→ Passage
The InfoQ Podcast Hosts Take a Look Back at 2019, Discussing Teal, Edge, Quantum Computing, and more

In this special year-end wrap-up podcast Wes Reisz, Shane Hastie, Daniel Bryant, and Charles Humble discuss what we’ve seen in 2019 and speculate a little on what we hope to see in 2020. Topics include business agility and Teal, what it means to be an ethical engineer, bringing your whole self to work, highlights from QCon and InfoQ during 2019, the rise of Python, and progress in quantum computing.

Key Takeaways

  • Business agility is one of the major themes that the InfoQ team has seen emerge this year, with a stronger emphasis on outcomes over outputs. We’ve also seen a growing interest in ethics and the ethical implications of the work we all do.
  • On the programming languages front, the rise of Python continues, driven largely by its popularity in data science.

→ Task requirements
Translate this sentence from the podcast summary into Spanish: "On the programming languages front, the rise of Python continues, driven largely by its popularity in data science."

→ Listed records
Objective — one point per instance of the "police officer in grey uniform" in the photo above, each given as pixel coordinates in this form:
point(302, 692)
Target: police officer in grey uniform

==

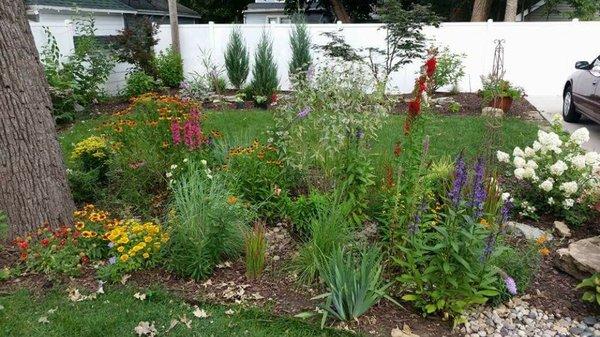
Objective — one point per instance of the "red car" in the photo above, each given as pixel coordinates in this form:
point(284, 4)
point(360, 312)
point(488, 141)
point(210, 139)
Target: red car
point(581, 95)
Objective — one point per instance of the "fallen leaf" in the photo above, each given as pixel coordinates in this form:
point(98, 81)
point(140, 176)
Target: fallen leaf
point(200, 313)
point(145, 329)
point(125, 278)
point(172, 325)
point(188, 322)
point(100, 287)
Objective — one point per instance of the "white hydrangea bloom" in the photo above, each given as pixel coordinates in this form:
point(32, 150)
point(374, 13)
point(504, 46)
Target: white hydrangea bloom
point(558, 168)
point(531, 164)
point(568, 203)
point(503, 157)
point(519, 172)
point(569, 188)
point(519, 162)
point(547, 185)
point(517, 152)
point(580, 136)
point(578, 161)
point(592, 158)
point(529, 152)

...

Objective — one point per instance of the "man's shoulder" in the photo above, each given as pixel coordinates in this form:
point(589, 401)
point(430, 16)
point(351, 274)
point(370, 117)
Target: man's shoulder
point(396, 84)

→ Solved exercise
En el ámbito de los lenguajes de programación, el auge de Python continúa, impulsado en gran medida por su popularidad en la ciencia de datos.